— BEGIN SELECTED EXTRACT —
MONACO IS A GARDEN

The Casino Gardens in Monaco - all palm leaves and green water.

 

Monaco is not a town

it is secretly a garden,

interwoven with some buildings.

...


NOTES FROM MY DIARY

 

I never knew I cared so much about clothing, until I left to Europe with only two tops, one pair of pants, two thermal leggings, a jacket and hat and one pair of snuggly winter boots.

Those clothes, they sheltered me through the Icelandic gales, and the Finnish nights, and the Croatian Bura, and all manner of other harsh winter weather. I am endlessly grateful for merino and those beautiful wooly sheep of my homelands, for they have saved my life many times over.

I loved the freedom of not caring - the muddy feet, tangled mermaid hair, and the mornings when I wouldn't have to change at all - staying in my rumpled sleeping warmth till the sun came up, and jackets came off.

But at a certain point I just felt that I needed MORE than practicality...
I need expression!
I need sensuality!

...

Oliver and I left to travel Europe in search of our own limits as humans. We wanted to know how far we could go, and how little we could live without. This experiential experiment was one of the greatest moves I have ever made. I found that I need very little in life, that I can live in any form of shelter, as long as I am warm enough, (and sometimes I can live with no shelter at all). I found that I do not need over than half my belongings - and I gave these away. But I still need healthful, nourishing food and good books. I found that, above all, I value company. I had always thought I was a lonely person, and happy with it. But loneliness, true loneliness was tough, and I longed for human connections. Oliver felt this way too, and we were most blissful when we made friendships with special souls on the road, or during those random moments of interaction with some interesting human being.

But never did I think that I would miss my clothing.
— END SELECTED EXTRACT —
ACTIONS TO TAKE:
(a) In the Monaco travel piece, what is the writer endlessly grateful for?
(b) From the Monaco travel piece, extract the passage that opens with the words containing "NOTES FROM MY" and closes with "snuggly winter boots.".
— BEGIN MATERIAL SUPPLIED —
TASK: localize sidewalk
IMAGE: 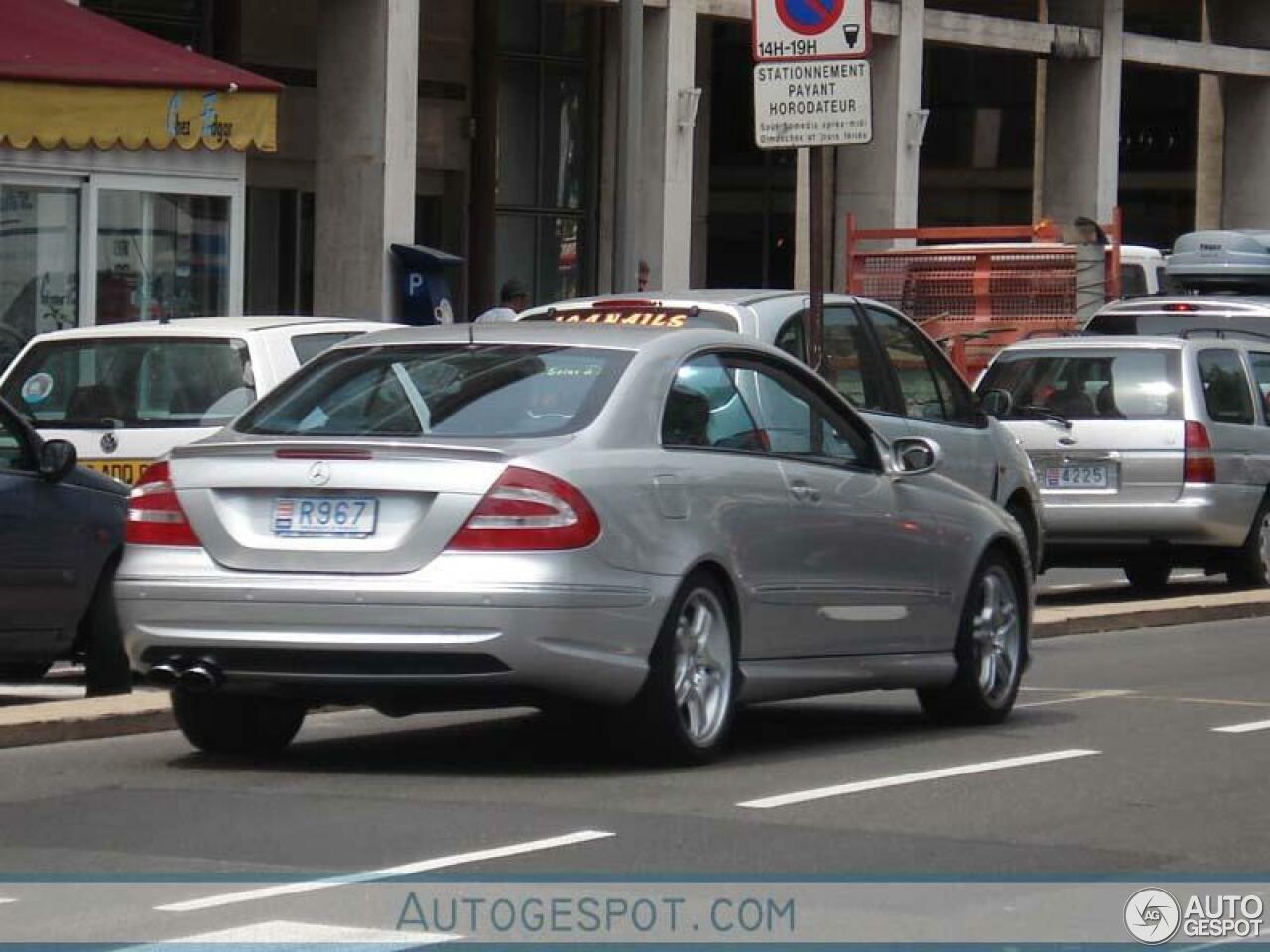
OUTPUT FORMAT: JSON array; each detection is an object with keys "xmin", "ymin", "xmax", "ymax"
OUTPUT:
[
  {"xmin": 1033, "ymin": 589, "xmax": 1270, "ymax": 639},
  {"xmin": 0, "ymin": 589, "xmax": 1270, "ymax": 748},
  {"xmin": 0, "ymin": 690, "xmax": 176, "ymax": 748}
]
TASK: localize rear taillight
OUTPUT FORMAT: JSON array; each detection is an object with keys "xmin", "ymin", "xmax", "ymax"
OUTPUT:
[
  {"xmin": 449, "ymin": 466, "xmax": 599, "ymax": 552},
  {"xmin": 123, "ymin": 459, "xmax": 200, "ymax": 545},
  {"xmin": 1183, "ymin": 420, "xmax": 1216, "ymax": 482}
]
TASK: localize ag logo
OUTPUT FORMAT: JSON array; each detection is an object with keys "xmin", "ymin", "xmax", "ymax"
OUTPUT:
[
  {"xmin": 1124, "ymin": 889, "xmax": 1181, "ymax": 946},
  {"xmin": 309, "ymin": 459, "xmax": 330, "ymax": 486}
]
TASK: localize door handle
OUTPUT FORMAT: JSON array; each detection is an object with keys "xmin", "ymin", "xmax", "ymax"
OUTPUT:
[{"xmin": 790, "ymin": 480, "xmax": 821, "ymax": 503}]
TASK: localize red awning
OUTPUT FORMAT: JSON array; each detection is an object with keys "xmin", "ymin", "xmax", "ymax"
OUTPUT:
[{"xmin": 0, "ymin": 0, "xmax": 282, "ymax": 92}]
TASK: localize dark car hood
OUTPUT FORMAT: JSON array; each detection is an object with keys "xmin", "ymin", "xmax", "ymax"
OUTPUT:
[{"xmin": 63, "ymin": 466, "xmax": 131, "ymax": 498}]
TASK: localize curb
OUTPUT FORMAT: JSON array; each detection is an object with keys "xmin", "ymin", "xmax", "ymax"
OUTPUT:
[
  {"xmin": 0, "ymin": 692, "xmax": 177, "ymax": 748},
  {"xmin": 1033, "ymin": 590, "xmax": 1270, "ymax": 639}
]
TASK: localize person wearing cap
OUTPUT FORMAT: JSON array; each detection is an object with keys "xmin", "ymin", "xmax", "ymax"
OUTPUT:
[{"xmin": 476, "ymin": 278, "xmax": 530, "ymax": 323}]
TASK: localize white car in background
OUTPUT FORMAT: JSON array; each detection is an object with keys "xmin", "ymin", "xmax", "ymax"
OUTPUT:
[{"xmin": 0, "ymin": 317, "xmax": 385, "ymax": 484}]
— END MATERIAL SUPPLIED —
THE RESULTS:
(a) Merino and the wooly sheep of the writer's homelands.

(b)
NOTES FROM MY DIARY

 

I never knew I cared so much about clothing, until I left to Europe with only two tops, one pair of pants, two thermal leggings, a jacket and hat and one pair of snuggly winter boots.